**WHAT YOU NEED TO DO**:
[A] In the energy symposium article, who opened the symposium?
[B] Check each statement against the energy symposium article. Answer yes or no and quote the deciding words: (i) The symposium was held in late March in Tulsa. (ii) Hersh said exploration has disappeared from E&P. (iii) Hersh said Nigeria had customers for its heavy oil.
[C] Write the next part of the energy symposium article, picking up after its final sentence.

=== DOCUMENT PASSAGE ===

Emerging from one of the deepest and longest down cycles in its history, the energy industry saw and heard its ambition and optimism on display at the annual University of Oklahoma Energy Symposium, sponsored by the OU Energy Institute and held in late March in Oklahoma City. The theme was “Preparing for the Future of Energy, Thriving in Complex and Uncertain Times.”
Daniel Pullin, dean of the Michael F. Price College of Business at OU, opened the symposium on a positive and progressive note. “There is more to energy than just extracting hydro-carbons from the ground. We are not stopping. While others are tapping the brakes, we are pushing the accelerator,” he said.
Putting a perspective on the vast changes the industry has undergone in just the last few years, keynote speaker Kenneth Hersh, CEO of the George W. Bush Presidential Center and co-founder and advisory partner of the major private equity firm NGP Energy Capital Management, said, “I’m always nervous saying ‘This time is different,’ but this time is different, at least for us.”
As a direct result of the unconventional development bonanza, oil and gas have moved from a history of scarcity to an era of abundance. To underscore how different the industry has become, Hersh noted dryly that there are no more dry holes. The exploration part of E&P has all but vanished. “There is no more E in E&P. People are not finding and prospecting. All that front-end stuff doesn’t really exist any more, at least not in the U.S. and Canada.”
The new reality in global oil and gas markets, Hersh stated, is that “your oil and gas have to compete with that of others like it’s breakfast cereal. So you have to know your customers [and their needs]. You have to consider price points and supply chain. You can produce what-ever you want, but so can your competition. You used to have to go where the oil is. Now, it is a matter of wanting to go. Angola or West Texas? It’s like real estate. Do you want to build in Oklahoma City or Tulsa? Dallas or Fort Worth?”
With a big smile, Hersh offered a hearty, “Congratulations! You and your industry are now just another business, like everyone else. Welcome to the party! You don’t have to con-sider below-ground risks much any more, but you have new above-ground risks. And not just mechanical and operational costs, environmental compliance and tax. You have to be concerned with corporate culture. That was never a worry. It used to be if you had a geologist who could find oil, it didn’t matter if he was the biggest jerk in the industry.”
As a cautionary tale, Hersh said: “Nigeria had customers for their light oil. Then along came the people in this room. Nigeria had no relation-ship with their customers, so their customers went elsewhere. Now, they are scrambling to sell their light oil. So, yes, now you have to know your customers. We are now a global business all around, exporting and importing crude and refined products. We are international players.”

=== RECORD SET ===

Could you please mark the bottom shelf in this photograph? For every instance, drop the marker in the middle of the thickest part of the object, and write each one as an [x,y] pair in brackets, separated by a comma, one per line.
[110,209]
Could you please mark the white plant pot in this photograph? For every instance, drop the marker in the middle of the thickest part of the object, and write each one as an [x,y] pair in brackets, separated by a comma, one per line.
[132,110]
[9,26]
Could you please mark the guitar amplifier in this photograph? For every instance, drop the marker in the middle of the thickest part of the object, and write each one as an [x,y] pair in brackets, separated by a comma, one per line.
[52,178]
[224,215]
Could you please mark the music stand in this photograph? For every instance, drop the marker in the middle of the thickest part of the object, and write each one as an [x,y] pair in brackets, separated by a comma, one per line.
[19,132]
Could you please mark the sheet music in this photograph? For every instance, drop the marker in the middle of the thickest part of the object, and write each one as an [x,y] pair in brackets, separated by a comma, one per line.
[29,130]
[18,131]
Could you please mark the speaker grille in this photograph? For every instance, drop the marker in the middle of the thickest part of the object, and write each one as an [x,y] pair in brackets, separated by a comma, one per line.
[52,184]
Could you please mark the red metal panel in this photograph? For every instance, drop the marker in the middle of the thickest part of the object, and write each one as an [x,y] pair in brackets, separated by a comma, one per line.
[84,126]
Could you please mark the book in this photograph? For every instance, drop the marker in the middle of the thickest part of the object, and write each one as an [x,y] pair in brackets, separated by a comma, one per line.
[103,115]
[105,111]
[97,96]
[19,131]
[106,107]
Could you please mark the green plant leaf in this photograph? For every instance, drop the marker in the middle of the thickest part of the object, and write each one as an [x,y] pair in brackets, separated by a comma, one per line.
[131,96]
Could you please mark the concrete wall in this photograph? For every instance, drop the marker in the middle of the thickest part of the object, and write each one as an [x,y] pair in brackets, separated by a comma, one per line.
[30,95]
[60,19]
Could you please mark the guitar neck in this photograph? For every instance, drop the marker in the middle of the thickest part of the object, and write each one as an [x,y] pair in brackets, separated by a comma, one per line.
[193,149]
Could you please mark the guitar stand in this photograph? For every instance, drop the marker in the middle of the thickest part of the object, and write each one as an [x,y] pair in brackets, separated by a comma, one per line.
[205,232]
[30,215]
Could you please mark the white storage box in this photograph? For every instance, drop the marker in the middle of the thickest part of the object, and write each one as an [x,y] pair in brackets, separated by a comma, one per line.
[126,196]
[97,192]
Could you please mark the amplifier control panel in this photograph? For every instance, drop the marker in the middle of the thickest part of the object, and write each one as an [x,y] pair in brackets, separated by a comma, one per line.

===

**ANSWERS BELOW**:
[A] Daniel Pullin, dean of the Michael F. Price College of Business at OU, opened the symposium.

[B]
(i) No: "held in late March in Oklahoma City."
(ii) Yes: "There is no more E in E&P."
(iii) No: "Nigeria had customers for their light oil."

[C]
Hersh cited another example of the new global business reality for energy. “The Saudis did battle with the entrepreneurs in this room and lost. So there was a production cut, which was called an OPEC cut, but fewer than half of the producing countries that agreed to the cut were actually members of OPEC. So how is that anything other than the market deciding there was overcapacity? It was just like car makers or airlines all looking at the same market condi-tions and making their own decisions.”
Offering some insight that runs counter to common perceptions, Hersh said that “the Saudis get this. Can they go from 10 million barrels a day to 12? Maybe. Can they go to 20? No. That is why they are trying so hard to diversify their economy.” In contrast, “Venezuela is on the wrong side of the cost curve.”
Bringing geopolitics back to energy, Hersh expects that global demand for oil will continue to rise by 1- to 1.5 million barrels a year for the next 10 years. “There will be gains in efficiency that will cut demand in the developed world, but increasing demand from others will take up the slack.” As a result there will be continued incentive to produce and continued competition among producers. “Welcome to the party.”
100 million barrels a day
“The future of energy is going to be exciting,” said Bruce Stover, member of the Energy Institute board, and founding member and retired executive vice president of Endeavour International. “Demand for oil is 96.6 million barrels a day globally, and that is forecast to reach 100 million barrels a day by 2020, so adding roughly 1 million barrels a day of demand each year.”
James Smith, professor of finance and Cary M. Maguire Chair of Oil and Gas Management (retired) at Southern Methodist University, did not disagree with that outlook, but noted, “Demand certainly could get to 100 million barrels a day in three years, but with all the headwinds that global economic development has, even forecasting three years out is tough.”
Keeping to the globalist theme, Joe Stanislaw, founder of the consultancy JAStanislaw Group, quoted the Arab proverb, “He who foretells the future lies even if he tells the truth.
“Yes, this year the world will add a mil-lion barrels a day of demand. But that cannot be assumed for the future. Washington could be going back to the ’30s [in terms of protec-tionism]. Will there be a major incident in the Middle East? We just don’t know. Reaching 100 million barrels a day global demand for oil is plausible, but there could be roadblocks, not just headwinds,” Stanislaw said.
Stanislaw related that he had spent much of his life in the Middle East, and detailed just how complex the interplay of interests is. Even though the U.S. no longer depends on the region as a source of oil, the world does, and events there still move markets.
Mark Mills, senior fellow at the Manhattan Institute and a partner with venture capital firm Cottonwood Venture Partners LLC, agreed those conflicts were important and serious, but questioned how much they would change long-term demand trends. “We have had 50 years of post-World War II demand growth. Through the his-tory of the world people want more of the things that energy provides. Absent exogenous events such as a major war, minor wars don’t change things much,” outside the affected region.
What has changed, noted Stanislaw, “is that we grew up with a mentality of scarcity in energy. There is no longer scarcity, there is abundance. But it is tough to change a mindset.”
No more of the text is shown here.